**Task to complete**
Select each line of the rows below that contains the word "positive", and copy those lines.

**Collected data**
☆ ☆ ☆ ☆ ☆

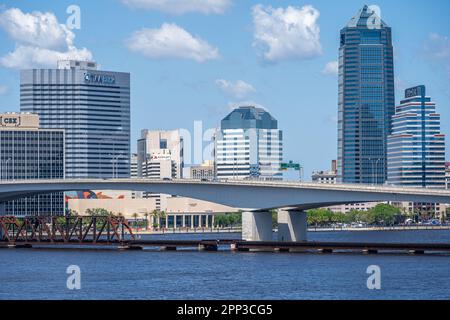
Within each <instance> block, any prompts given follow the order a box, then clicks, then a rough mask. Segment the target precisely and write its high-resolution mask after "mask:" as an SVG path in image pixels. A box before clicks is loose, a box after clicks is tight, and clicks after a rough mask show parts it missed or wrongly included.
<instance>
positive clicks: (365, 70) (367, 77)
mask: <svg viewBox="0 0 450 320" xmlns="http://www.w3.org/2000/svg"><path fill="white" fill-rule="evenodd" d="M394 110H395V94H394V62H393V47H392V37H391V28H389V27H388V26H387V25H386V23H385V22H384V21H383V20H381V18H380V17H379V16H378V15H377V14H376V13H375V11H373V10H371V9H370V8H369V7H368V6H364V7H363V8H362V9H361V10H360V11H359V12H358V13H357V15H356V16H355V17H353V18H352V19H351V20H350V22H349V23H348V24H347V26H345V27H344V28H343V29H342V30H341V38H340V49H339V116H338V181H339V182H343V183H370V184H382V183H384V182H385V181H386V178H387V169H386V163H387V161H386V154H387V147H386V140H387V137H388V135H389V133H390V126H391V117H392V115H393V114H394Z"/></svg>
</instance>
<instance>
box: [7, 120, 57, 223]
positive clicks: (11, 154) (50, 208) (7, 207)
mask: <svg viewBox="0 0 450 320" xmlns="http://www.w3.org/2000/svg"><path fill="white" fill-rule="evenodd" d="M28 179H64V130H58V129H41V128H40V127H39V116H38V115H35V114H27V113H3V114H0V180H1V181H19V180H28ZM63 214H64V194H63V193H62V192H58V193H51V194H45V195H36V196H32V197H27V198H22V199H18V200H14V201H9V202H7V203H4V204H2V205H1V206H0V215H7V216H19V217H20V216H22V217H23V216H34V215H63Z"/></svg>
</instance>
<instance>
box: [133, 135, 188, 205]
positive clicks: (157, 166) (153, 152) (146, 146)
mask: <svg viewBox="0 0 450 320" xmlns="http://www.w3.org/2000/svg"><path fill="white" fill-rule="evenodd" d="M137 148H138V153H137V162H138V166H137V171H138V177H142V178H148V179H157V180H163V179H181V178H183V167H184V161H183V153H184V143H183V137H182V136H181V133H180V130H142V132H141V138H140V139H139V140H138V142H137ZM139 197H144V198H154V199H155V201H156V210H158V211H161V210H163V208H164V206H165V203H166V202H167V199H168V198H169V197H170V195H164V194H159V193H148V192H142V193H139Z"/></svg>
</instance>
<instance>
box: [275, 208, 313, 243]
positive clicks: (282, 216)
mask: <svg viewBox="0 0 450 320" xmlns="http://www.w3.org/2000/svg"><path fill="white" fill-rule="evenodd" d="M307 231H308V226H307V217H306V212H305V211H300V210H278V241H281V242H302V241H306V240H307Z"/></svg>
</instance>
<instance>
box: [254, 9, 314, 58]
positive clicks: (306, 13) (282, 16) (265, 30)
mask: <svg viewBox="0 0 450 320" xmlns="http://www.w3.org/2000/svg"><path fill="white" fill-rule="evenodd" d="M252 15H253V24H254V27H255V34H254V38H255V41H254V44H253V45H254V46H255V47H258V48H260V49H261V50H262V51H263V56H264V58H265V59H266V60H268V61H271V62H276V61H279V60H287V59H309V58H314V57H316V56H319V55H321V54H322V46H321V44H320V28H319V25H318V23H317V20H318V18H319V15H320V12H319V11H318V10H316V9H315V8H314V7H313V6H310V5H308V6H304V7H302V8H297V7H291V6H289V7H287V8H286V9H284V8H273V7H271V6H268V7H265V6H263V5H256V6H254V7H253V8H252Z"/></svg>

☆ ☆ ☆ ☆ ☆

**Task answer**
positive clicks: (365, 70) (367, 77)
positive clicks: (11, 154) (50, 208) (7, 207)
positive clicks: (157, 166) (153, 152) (146, 146)
positive clicks: (282, 216)
positive clicks: (306, 13) (282, 16) (265, 30)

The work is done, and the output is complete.